DOCUMENT SECTION →
Repentant tears may be compared to myrrh,
which though it is bitter in taste, has a sweet
smell and refreshes the spirit. So repentance,
though it is bitter in itself, yet it is sweet in
the effects. It brings inward peace.
We are to find as much bitterness in weeping for
sin as ever we found sweetness in committing it.
Surely David found more bitterness in repentance
than ever he found comfort in Bathsheba.
Tears have four qualities: they are
moist, salt, hot, and bitter.
It is true of repenting tears, they are
hot to warm a frozen conscience;
moist, to soften a hard heart;
salt, to season a soul decaying in sin;
bitter, to wean us from the love of the world.
And I will add a fifth, they are sweet, in
that they make the heart inwardly rejoice.
David, who was the great weeper in Israel,
was also the sweet singer of Israel.
Be as speedy in your repentance as you
would have God be speedy in His mercies.
Many are now in hell that intended to repent.
Satan does what he can to keep men from
repentance. When he sees that one begins
to take up serious thoughts of reformation,
he bids them wait a little longer. It is
dangerous to procrastinate repentance.
The longer any go on sinning, the harder
they will find the work of repentance.
Delay strengthens sin, hardens the heart
and gives the devil fuller possession.

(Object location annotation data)
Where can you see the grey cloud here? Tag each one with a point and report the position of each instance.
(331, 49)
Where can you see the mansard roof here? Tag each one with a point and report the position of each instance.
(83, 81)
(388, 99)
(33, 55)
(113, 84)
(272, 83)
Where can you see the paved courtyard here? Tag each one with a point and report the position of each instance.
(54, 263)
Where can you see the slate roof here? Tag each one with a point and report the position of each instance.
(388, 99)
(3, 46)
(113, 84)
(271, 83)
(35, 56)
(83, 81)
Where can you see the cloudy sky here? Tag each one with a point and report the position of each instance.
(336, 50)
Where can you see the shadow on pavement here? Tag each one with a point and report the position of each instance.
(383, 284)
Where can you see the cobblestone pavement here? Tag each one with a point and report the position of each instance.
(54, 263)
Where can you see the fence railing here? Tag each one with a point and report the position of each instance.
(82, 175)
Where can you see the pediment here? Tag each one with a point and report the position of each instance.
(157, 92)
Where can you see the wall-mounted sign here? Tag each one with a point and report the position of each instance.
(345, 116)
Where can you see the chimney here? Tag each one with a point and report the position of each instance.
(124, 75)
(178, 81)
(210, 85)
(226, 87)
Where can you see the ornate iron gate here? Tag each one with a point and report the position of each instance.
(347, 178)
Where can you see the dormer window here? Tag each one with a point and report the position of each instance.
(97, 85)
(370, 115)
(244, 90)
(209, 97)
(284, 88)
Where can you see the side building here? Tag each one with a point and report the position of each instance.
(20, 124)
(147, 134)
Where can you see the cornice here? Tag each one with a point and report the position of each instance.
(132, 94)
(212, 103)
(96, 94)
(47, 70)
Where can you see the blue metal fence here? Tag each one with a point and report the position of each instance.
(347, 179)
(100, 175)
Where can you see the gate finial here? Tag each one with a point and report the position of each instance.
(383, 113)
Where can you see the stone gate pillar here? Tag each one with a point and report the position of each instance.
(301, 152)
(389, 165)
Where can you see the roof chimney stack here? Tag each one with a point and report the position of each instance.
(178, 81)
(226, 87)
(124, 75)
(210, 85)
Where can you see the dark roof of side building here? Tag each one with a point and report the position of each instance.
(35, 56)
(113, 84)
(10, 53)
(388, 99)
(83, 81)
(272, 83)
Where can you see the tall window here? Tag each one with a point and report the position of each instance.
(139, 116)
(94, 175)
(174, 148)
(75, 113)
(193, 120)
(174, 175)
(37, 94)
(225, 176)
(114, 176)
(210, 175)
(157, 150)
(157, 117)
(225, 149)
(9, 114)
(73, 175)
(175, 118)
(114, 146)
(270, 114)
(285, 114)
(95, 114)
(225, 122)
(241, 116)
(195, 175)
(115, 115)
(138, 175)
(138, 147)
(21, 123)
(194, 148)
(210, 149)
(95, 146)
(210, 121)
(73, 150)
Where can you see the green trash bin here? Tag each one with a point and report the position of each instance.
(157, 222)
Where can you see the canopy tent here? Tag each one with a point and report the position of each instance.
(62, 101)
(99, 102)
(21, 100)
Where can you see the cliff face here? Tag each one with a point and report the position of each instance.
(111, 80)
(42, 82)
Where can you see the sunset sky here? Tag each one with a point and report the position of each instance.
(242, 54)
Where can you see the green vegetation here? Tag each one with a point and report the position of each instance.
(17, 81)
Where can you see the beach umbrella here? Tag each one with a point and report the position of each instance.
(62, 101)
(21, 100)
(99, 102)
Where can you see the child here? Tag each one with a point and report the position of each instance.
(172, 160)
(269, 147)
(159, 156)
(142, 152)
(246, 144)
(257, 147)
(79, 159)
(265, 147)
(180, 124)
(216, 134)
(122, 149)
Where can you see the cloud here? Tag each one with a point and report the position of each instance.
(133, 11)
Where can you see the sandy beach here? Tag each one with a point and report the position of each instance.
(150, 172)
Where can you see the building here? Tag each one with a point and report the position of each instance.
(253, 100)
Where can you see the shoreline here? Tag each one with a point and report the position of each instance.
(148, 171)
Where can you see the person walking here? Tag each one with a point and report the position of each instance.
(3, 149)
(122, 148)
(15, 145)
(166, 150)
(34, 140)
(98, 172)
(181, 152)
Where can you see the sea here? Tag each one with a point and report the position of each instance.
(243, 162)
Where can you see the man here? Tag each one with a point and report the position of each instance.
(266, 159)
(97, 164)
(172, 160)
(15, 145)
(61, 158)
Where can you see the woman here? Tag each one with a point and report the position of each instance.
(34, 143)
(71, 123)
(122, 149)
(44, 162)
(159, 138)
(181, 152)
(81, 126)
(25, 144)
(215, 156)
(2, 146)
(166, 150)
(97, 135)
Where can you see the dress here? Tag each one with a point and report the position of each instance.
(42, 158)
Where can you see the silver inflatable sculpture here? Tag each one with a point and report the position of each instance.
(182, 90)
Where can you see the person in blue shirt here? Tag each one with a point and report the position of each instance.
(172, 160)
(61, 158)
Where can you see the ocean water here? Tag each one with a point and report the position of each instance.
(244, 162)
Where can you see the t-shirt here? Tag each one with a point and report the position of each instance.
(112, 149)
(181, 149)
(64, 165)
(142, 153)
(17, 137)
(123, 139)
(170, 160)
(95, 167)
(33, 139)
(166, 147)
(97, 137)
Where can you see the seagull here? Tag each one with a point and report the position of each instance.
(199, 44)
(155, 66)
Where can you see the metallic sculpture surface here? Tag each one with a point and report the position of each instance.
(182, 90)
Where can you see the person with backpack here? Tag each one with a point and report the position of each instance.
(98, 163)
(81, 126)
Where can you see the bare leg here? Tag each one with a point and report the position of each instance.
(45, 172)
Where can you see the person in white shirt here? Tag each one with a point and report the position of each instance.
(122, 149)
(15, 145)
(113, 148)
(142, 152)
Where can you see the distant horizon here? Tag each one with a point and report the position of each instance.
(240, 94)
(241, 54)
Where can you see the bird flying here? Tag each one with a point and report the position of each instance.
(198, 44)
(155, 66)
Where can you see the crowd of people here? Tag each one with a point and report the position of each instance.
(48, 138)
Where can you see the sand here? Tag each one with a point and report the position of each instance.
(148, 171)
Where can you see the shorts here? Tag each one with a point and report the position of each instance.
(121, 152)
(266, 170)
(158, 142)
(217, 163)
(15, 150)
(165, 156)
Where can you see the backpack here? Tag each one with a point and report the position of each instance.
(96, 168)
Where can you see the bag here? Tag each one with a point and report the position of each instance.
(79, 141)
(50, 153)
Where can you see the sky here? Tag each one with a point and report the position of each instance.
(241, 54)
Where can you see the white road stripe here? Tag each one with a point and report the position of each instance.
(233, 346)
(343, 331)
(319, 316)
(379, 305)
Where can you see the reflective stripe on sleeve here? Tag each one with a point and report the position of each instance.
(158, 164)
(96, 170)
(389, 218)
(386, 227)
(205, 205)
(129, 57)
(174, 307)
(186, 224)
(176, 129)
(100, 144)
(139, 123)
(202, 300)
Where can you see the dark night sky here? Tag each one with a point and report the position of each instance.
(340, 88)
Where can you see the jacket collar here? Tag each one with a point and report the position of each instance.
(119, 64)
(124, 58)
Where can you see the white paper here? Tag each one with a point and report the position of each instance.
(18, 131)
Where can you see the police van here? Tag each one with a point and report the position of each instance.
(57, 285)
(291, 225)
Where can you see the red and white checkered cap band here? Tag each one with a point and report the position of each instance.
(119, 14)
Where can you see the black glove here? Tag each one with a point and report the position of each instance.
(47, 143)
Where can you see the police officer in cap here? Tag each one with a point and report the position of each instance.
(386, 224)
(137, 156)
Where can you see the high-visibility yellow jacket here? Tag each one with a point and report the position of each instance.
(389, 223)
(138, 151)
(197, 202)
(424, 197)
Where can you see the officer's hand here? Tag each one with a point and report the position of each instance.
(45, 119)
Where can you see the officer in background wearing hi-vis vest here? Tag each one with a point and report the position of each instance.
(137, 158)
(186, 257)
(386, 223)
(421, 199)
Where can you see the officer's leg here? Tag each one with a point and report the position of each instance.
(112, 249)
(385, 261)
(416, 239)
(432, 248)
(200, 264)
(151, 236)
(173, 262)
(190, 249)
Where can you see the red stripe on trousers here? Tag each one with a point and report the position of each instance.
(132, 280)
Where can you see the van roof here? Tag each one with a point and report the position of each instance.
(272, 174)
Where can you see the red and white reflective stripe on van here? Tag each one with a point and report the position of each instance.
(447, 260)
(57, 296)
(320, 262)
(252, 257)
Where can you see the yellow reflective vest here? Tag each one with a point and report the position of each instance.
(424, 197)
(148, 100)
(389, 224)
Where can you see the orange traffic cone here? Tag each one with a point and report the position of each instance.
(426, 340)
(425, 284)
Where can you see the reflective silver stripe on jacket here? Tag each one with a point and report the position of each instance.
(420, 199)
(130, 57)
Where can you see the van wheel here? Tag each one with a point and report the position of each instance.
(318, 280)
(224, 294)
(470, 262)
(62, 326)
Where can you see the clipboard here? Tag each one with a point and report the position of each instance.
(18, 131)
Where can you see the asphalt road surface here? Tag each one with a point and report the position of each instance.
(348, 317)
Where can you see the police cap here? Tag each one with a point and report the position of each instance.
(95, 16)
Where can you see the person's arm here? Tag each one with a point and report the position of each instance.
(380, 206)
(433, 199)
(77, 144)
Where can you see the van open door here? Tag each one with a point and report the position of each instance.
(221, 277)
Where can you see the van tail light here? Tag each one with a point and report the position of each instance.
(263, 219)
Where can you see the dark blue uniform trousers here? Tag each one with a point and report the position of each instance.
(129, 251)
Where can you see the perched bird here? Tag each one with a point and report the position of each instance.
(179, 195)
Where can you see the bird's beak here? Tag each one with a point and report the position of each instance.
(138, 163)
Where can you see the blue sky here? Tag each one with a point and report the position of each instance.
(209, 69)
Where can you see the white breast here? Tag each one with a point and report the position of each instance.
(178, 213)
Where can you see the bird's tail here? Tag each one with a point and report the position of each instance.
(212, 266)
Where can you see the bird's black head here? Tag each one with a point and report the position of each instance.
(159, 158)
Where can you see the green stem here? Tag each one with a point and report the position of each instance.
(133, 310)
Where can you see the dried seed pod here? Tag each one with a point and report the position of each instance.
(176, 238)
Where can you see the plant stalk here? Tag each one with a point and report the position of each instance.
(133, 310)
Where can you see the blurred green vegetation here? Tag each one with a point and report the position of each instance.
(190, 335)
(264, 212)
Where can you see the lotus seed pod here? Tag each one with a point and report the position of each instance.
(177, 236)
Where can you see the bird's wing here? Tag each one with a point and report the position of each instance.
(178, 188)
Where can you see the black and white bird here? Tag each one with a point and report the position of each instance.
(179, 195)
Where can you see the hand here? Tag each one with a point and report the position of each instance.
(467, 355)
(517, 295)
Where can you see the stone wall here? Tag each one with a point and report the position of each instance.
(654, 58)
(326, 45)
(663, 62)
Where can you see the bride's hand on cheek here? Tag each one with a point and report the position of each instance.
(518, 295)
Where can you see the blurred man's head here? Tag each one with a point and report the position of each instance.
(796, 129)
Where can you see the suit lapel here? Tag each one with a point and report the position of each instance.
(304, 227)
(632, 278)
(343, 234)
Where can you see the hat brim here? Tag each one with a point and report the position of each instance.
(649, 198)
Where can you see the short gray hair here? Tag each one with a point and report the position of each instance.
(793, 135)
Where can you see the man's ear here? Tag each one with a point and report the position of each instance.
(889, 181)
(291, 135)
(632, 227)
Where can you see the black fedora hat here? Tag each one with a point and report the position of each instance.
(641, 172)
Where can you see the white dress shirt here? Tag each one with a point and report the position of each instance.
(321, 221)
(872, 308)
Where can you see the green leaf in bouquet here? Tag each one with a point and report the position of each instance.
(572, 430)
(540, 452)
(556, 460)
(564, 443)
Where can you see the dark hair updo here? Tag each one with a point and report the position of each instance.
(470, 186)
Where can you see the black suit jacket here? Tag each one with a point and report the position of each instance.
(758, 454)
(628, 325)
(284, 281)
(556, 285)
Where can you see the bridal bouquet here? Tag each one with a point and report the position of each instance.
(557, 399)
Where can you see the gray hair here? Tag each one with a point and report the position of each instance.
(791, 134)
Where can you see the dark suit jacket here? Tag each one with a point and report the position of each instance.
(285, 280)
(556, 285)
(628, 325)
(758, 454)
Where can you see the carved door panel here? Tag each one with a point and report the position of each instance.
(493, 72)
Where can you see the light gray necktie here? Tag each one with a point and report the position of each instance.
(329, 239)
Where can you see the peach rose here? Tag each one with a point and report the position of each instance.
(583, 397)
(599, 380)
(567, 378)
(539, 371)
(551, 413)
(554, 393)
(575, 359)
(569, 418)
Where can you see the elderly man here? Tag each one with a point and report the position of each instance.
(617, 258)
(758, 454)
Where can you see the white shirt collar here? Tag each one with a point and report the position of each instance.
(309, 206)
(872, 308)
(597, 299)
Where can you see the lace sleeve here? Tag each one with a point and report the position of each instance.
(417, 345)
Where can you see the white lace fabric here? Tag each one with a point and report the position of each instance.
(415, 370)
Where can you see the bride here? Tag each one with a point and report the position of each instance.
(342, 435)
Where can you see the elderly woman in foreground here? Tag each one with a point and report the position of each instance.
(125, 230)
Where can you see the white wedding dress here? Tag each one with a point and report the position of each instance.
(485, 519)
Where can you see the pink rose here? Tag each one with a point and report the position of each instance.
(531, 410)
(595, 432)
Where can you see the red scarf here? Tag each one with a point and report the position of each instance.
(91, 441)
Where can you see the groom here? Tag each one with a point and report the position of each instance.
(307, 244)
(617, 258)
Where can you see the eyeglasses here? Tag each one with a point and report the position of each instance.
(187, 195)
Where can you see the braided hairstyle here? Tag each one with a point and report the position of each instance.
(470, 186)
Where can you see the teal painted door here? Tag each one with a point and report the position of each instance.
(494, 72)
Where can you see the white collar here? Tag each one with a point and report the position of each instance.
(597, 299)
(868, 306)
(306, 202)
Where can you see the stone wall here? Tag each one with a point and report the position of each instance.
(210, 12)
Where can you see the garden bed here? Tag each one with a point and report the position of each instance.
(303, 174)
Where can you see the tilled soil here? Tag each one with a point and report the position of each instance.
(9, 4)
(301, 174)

WORK TO COMPLETE →
A. Answer these questions using the passage on repentance.
(i) To what does it compare repentant tears?
(ii) What four qualities does it say tears have?
(iii) What does Satan bid those who begin to take up serious thoughts of reformation?
B. Render this sentence from the passage on repentance into Spanish: "Many are now in hell that intended to repent."
C. Write out the passage on repentance word for word from "Tears have four" to "singer of Israel.".

SOLUTIONS BELOW →
A.
(i) Myrrh.
(ii) They are moist, salt, hot, and bitter.
(iii) To wait a little longer.

B. Muchos de los que tenían la intención de arrepentirse están ahora en el infierno.

C.
Tears have four qualities: they are
moist, salt, hot, and bitter.
It is true of repenting tears, they are
hot to warm a frozen conscience;
moist, to soften a hard heart;
salt, to season a soul decaying in sin;
bitter, to wean us from the love of the world.
And I will add a fifth, they are sweet, in
that they make the heart inwardly rejoice.
David, who was the great weeper in Israel,
was also the sweet singer of Israel.